(Dataset items)
________________________________________

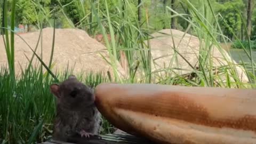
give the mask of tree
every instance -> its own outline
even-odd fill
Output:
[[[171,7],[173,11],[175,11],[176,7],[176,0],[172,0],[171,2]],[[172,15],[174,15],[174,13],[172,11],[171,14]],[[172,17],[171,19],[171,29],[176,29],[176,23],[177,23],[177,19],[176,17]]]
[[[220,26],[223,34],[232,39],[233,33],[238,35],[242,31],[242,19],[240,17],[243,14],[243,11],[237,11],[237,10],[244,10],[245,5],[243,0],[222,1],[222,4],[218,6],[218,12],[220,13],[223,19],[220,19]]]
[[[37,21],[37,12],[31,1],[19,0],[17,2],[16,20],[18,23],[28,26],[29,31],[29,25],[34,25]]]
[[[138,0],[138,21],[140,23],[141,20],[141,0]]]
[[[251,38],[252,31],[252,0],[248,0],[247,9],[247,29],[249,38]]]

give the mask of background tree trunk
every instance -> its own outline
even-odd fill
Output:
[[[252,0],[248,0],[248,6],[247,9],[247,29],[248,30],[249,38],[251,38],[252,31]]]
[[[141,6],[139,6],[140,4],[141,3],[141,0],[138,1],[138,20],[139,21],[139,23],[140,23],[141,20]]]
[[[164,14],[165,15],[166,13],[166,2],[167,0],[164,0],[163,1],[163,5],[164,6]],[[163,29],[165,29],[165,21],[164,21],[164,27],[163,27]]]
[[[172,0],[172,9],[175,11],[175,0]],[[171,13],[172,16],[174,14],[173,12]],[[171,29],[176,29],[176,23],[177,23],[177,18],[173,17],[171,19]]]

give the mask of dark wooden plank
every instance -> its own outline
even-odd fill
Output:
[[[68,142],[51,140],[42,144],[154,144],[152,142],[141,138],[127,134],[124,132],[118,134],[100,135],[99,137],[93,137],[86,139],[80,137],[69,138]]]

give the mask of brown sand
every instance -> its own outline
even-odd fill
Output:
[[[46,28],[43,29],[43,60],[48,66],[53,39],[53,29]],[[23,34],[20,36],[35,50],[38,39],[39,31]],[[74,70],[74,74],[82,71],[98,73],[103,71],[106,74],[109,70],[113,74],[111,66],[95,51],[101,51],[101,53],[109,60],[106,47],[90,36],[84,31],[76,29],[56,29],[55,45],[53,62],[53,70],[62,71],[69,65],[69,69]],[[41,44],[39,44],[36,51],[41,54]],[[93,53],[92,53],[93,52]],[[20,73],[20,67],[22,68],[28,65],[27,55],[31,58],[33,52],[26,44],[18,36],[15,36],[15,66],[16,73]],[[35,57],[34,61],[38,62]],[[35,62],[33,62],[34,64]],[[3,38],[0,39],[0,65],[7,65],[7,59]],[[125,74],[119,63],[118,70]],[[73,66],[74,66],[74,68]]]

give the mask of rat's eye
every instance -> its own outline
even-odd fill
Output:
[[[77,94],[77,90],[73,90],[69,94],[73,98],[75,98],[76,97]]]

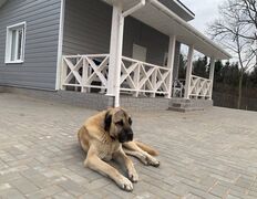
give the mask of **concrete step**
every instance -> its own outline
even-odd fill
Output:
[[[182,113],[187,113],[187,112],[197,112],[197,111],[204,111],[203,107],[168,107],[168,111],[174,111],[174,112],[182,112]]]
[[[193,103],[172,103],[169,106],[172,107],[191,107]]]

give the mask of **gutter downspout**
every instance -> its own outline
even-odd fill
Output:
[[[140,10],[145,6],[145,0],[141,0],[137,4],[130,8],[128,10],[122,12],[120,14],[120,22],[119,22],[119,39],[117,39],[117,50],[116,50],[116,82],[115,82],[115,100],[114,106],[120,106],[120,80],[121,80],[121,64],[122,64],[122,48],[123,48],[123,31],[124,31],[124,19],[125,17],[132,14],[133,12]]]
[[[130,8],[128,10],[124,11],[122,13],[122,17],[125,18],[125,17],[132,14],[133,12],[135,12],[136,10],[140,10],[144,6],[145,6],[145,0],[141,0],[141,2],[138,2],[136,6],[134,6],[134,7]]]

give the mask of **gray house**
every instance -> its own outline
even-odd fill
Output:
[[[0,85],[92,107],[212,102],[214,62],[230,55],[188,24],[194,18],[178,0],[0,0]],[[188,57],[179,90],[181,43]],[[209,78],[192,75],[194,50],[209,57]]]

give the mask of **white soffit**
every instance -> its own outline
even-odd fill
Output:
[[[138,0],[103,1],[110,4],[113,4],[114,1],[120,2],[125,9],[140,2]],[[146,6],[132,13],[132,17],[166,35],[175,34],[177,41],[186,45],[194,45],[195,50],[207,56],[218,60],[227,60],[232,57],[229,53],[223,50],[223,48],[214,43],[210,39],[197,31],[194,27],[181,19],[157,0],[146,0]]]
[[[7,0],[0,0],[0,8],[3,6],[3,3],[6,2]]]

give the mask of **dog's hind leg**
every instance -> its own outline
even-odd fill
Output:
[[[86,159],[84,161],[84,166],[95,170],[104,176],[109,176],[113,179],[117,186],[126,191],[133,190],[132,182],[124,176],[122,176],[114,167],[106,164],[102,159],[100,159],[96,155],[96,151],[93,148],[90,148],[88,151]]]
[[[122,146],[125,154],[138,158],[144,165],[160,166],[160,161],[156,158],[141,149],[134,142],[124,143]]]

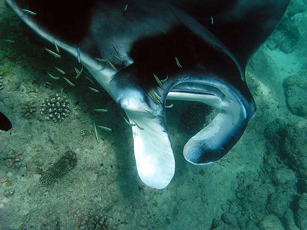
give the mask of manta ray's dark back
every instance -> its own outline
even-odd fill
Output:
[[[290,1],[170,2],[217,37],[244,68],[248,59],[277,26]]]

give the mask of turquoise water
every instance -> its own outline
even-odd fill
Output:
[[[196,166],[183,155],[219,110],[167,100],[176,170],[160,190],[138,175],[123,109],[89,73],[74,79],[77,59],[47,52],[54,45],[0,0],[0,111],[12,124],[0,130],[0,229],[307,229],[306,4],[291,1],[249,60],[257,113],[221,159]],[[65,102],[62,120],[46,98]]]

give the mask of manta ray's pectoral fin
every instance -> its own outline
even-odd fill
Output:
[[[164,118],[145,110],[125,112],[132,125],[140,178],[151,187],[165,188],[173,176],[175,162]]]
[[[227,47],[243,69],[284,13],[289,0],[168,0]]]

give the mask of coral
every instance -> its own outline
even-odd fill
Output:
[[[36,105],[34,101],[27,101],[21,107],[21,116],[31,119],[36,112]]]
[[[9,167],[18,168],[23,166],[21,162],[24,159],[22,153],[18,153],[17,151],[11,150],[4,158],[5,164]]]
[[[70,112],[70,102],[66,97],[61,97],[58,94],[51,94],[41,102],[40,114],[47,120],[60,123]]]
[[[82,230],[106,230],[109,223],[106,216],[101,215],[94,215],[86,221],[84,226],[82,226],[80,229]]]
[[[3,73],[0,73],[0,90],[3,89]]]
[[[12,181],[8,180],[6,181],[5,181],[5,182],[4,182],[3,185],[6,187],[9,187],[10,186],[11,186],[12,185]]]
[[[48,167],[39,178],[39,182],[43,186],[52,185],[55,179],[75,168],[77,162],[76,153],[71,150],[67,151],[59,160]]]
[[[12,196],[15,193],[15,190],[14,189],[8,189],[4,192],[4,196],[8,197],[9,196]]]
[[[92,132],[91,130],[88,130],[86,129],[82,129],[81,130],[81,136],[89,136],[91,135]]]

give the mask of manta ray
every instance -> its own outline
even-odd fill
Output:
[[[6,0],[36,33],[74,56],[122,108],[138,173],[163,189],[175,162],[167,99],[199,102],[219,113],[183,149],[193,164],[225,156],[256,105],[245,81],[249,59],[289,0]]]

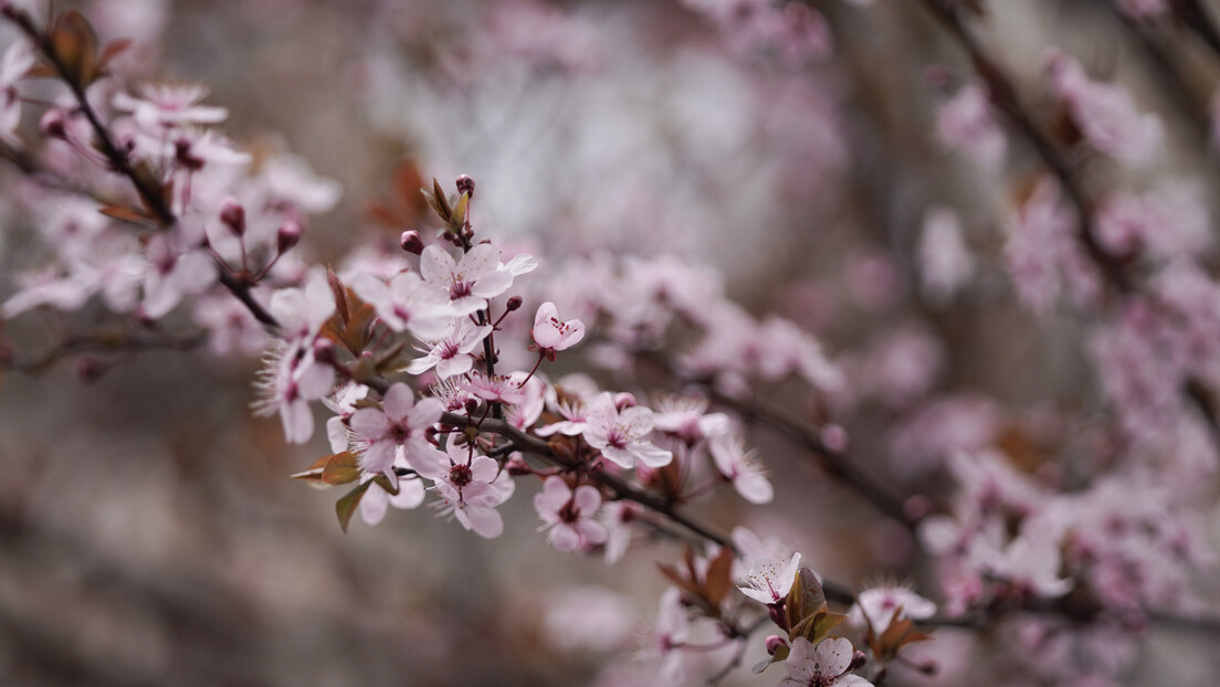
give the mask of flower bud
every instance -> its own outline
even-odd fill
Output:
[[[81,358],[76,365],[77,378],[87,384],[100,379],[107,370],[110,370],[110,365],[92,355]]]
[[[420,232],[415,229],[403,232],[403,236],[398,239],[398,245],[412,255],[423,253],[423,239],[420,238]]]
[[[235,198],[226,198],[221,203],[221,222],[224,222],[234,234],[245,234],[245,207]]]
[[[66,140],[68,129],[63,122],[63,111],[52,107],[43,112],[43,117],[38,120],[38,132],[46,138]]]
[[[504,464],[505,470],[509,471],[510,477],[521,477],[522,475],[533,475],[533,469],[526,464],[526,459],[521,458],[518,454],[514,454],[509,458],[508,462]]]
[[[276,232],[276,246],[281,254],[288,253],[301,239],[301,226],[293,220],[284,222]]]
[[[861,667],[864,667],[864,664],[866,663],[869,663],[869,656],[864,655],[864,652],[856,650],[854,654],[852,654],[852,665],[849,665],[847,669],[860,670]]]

________________________________________

## Aim of the task
Copy out every line from the start of the entries through the line containing "[[[251,38],[252,31],[252,0],[248,0],[247,9],[247,29],[249,38]]]", shifting each coordinate in the answers up by 16. Leave the pictures out of your output.

## Full response
give the mask of tree
every instance -> its own outline
even-odd fill
Output:
[[[187,23],[189,27],[191,27],[192,23],[192,16],[188,16],[187,18]],[[188,31],[190,31],[190,29],[188,27],[187,30]],[[188,33],[187,35],[187,45],[192,45],[192,39],[193,39],[193,35],[192,33]]]
[[[236,42],[239,50],[248,55],[249,49],[254,51],[258,47],[258,35],[256,33],[259,30],[259,27],[253,27],[253,26],[260,26],[261,21],[259,16],[238,17],[238,20],[234,22],[234,28],[236,29],[239,35],[236,35]]]
[[[53,37],[53,28],[47,17],[35,16],[33,18],[32,36],[34,39],[44,42],[45,47],[45,41],[50,41]]]
[[[154,16],[154,37],[156,39],[157,36],[157,16]]]
[[[267,54],[268,47],[268,16],[264,16],[263,25],[263,45],[265,54]]]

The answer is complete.